> **THE TASK**
Reproduce the passage of the AcousticDNA page that begins with the words "# Clone and" and ends with "Build WASM (optional)", word for word.

===== EXCERPTED TEXT

🎵 AcousticDNA

Audio fingerprinting system built from scratch in Go. Identify songs from short audio clips using Shazam-like algorithms, with optional client-side WebAssembly processing for complete privacy.

✨ Features

🎵 Shazam-Grade Matching - Identifies songs from 5-15 second clips with background noise
🔒 Privacy-Preserving - Optional WASM processing keeps audio in browser
🎼 Universal Audio Support - MP3, WAV, FLAC, AAC, M4A, OGG via FFmpeg
📹 YouTube Integration - Auto-download and extract metadata from URLs
💻 Multiple Interfaces - CLI tool, REST API, and WASM web frontend

🚀 Installation

Local Installation

Prerequisites:

Go 1.25+ (Download)
FFmpeg & FFprobe (Download)
yt-dlp (Download)

# Clone and build
git clone https://github.com/himanishpuri/AcousticDNA.git
cd AcousticDNA
go mod download

# Build CLI
go build -o acousticDNA ./cmd/cli/

# Build server
go build -o server ./cmd/server/

# Build WASM (optional)
GOOS=js GOARCH=wasm go build -o web/public/fingerprint.wasm ./cmd/wasm/

📖 Usage

CLI

# Add song from file
./acousticDNA add song.mp3 --title "Sandstorm" --artist "Darude"

# Add from YouTube
./acousticDNA add --youtube-url "https://youtube.com/watch?v=VIDEO_ID"

# Match audio
./acousticDNA match recording.wav

# List songs
./acousticDNA list

# Delete song
./acousticDNA delete <song-id>

REST API

# Start server
./server -port 8080

# Add song
curl -X POST http://localhost:8080/api/songs \
  -F "audio=@song.mp3" \
  -F "title=Sandstorm" \
  -F "artist=Darude"

# Match audio
curl -X POST http://localhost:8080/api/match \
  -F "audio=@clip.wav"

==========
===== RECORDS SHOWN

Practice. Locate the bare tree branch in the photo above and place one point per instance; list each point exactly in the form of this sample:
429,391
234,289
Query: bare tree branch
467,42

==========

> **PROBLEM SOLUTION**
# Clone and build
git clone https://github.com/himanishpuri/AcousticDNA.git
cd AcousticDNA
go mod download

# Build CLI
go build -o acousticDNA ./cmd/cli/

# Build server
go build -o server ./cmd/server/

# Build WASM (optional)